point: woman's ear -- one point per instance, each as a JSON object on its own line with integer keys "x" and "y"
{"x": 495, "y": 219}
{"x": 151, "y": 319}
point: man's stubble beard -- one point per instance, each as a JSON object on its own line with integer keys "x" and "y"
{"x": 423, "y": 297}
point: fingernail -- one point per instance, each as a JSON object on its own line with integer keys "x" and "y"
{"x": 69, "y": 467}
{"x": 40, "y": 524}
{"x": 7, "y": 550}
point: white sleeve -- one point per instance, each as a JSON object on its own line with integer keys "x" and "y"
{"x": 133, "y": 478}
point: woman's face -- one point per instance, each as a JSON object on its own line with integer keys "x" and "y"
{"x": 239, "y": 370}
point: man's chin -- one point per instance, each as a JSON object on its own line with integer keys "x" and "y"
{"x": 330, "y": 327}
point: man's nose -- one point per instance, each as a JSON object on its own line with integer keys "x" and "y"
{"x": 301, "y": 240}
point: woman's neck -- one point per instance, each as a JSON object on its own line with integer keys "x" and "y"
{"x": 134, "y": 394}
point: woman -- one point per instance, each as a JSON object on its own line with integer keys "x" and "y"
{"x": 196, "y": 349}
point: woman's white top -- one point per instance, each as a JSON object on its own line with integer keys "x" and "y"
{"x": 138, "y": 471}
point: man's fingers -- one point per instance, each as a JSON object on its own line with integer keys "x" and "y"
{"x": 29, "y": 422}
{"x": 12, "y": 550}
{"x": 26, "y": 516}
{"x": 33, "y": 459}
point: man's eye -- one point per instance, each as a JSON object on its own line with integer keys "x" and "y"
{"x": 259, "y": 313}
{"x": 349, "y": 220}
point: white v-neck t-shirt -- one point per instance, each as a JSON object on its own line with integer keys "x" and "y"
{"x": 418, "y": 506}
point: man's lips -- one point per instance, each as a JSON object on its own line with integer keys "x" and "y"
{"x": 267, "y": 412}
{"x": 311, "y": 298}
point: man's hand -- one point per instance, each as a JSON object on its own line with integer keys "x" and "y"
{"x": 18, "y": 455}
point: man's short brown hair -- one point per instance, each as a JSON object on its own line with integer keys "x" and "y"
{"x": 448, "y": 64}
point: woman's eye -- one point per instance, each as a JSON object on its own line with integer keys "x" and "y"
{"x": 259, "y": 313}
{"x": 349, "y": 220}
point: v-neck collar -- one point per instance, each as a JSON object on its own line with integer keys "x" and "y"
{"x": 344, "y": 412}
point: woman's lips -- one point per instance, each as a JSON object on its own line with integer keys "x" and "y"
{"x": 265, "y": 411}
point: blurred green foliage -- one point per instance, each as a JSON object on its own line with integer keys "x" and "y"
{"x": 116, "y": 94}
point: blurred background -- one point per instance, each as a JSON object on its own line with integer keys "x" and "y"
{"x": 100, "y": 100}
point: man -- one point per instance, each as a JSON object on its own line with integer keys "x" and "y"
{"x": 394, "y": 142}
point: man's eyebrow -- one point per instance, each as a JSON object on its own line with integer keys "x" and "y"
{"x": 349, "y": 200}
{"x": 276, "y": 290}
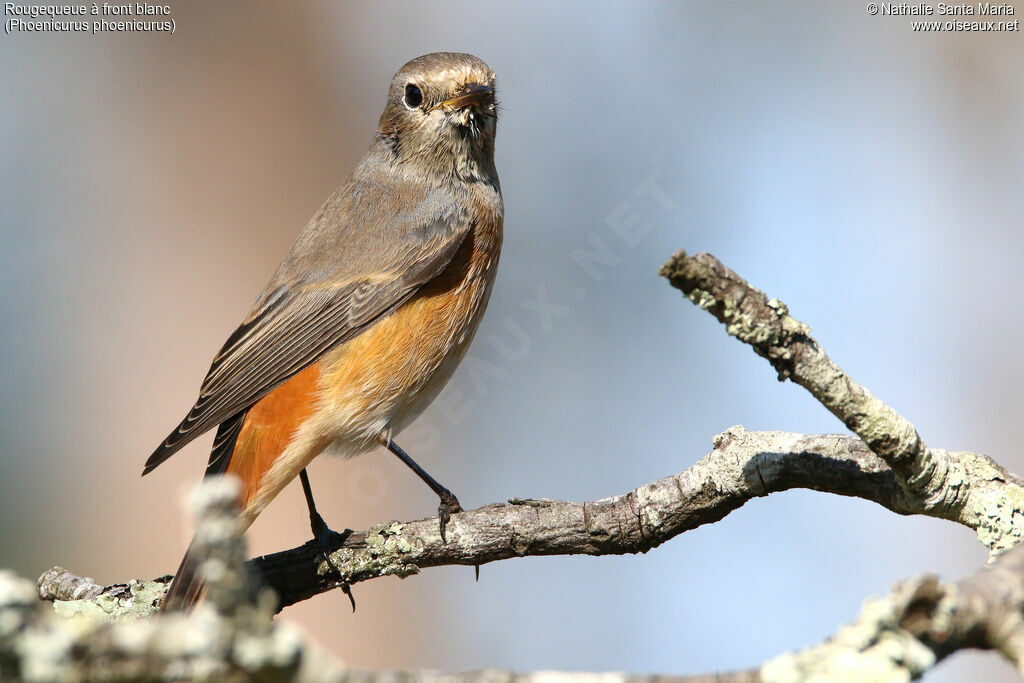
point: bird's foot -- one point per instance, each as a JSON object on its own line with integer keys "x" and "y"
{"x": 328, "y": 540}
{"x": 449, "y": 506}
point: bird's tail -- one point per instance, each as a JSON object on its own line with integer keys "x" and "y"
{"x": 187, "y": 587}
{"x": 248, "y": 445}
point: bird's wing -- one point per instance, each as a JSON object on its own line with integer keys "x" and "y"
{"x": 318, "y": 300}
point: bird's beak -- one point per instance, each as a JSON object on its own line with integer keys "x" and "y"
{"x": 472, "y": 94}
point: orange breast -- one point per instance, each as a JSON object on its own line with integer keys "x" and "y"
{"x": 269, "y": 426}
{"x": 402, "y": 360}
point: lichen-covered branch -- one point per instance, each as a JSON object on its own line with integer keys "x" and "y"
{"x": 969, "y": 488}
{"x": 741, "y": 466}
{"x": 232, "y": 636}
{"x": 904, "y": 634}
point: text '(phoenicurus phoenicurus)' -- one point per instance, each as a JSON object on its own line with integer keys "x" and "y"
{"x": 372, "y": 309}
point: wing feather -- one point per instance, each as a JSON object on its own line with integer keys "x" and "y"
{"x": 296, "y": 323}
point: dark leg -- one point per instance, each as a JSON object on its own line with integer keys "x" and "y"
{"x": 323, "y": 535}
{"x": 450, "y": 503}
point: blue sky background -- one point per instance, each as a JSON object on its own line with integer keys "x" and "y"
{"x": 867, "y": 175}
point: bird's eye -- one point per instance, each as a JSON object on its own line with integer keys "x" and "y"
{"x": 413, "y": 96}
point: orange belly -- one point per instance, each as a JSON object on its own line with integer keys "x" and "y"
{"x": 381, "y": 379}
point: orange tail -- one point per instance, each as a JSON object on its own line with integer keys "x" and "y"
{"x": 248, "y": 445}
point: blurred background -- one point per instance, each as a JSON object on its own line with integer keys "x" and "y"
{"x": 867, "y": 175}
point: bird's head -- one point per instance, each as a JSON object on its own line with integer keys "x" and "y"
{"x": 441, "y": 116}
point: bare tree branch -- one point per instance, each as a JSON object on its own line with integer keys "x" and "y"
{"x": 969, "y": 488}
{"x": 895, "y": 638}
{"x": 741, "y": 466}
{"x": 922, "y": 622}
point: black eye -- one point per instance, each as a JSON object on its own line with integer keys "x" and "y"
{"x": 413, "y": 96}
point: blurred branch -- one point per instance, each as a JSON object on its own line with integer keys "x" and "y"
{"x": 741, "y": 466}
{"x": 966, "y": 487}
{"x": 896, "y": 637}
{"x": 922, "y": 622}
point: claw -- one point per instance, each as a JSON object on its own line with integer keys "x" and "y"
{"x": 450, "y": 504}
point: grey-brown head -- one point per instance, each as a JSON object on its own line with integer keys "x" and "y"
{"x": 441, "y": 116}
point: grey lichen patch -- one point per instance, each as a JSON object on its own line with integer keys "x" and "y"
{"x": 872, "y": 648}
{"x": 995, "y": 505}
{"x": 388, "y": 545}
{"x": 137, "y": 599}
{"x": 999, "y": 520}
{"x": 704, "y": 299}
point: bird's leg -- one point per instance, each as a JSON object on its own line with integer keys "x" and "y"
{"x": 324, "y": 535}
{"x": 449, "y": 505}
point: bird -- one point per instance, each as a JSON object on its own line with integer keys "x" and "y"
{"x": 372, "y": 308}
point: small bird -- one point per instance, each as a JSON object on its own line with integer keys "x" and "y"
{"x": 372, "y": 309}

══════

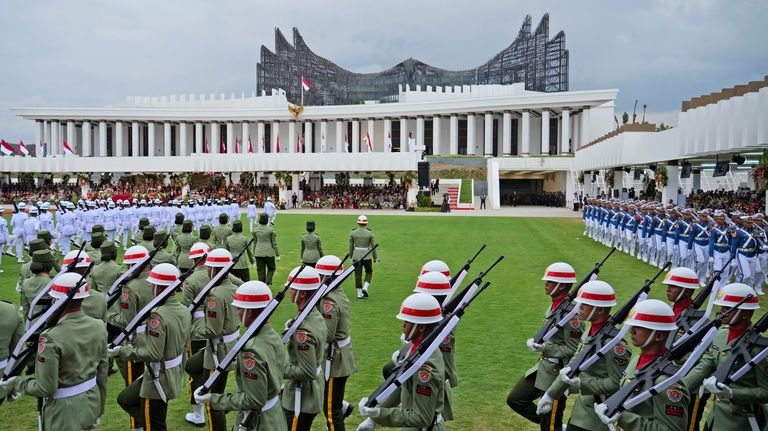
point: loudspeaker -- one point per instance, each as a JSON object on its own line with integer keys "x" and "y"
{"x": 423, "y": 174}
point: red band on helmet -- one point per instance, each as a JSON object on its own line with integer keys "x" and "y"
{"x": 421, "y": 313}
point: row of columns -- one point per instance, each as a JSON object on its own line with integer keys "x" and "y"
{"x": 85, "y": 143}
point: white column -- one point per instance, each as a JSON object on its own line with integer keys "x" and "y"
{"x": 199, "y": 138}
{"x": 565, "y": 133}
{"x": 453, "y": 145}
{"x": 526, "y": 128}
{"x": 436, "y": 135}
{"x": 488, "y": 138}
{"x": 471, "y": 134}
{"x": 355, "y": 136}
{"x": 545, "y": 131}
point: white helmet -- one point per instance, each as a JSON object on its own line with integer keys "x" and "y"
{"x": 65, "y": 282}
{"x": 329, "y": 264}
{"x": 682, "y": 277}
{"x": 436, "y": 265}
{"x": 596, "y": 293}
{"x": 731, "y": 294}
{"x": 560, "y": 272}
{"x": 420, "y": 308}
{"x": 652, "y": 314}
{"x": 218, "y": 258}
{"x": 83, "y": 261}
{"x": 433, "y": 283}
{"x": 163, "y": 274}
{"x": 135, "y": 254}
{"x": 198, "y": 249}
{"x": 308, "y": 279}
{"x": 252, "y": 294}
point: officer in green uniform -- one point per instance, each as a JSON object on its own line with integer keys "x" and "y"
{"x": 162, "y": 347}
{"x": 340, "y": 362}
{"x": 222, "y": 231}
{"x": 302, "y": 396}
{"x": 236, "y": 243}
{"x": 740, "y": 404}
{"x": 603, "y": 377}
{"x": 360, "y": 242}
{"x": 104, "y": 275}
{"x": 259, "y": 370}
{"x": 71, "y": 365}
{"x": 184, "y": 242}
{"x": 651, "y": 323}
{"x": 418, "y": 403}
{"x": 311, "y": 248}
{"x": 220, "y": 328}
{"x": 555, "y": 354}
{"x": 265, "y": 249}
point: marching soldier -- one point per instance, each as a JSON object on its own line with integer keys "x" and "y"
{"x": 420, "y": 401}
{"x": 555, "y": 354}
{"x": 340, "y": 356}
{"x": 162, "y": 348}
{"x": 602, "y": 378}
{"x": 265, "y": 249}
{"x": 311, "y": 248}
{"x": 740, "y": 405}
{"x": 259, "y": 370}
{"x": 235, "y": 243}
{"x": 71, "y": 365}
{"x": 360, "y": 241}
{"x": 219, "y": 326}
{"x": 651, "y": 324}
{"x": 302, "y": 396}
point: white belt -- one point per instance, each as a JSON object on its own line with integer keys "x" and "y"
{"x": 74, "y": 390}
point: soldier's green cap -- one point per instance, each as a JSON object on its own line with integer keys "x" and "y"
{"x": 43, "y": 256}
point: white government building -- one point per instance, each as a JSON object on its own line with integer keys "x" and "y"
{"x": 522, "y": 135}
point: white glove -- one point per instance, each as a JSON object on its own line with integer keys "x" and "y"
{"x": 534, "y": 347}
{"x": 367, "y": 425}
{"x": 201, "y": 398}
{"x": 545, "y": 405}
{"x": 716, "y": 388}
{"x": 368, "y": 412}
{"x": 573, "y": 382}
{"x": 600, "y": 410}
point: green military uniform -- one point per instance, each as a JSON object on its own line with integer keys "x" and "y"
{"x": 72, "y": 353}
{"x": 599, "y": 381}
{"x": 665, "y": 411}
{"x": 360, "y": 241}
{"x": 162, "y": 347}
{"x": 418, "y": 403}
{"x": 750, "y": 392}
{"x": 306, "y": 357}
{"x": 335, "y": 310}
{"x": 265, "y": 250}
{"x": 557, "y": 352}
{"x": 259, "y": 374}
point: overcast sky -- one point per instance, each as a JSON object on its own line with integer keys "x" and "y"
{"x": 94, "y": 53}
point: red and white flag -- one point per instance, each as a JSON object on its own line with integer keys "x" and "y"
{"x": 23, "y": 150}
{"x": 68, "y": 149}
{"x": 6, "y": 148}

══════

• _GOAL_: Locate every line in the items above that contains the string "branch", and copy each of those lines. Letter case matters.

• _OUTPUT OF THE TASK_:
point: lichen-covered branch -- one point per instance, each as a JSON object on its own line with integer keys "x" and "y"
point: bare tree branch -- one point per instance, each as a JSON object on its own line with integer keys "x" and "y"
point: blurred branch -- one point per instance, each as a JSON object on its own line with integer keys "x" and "y"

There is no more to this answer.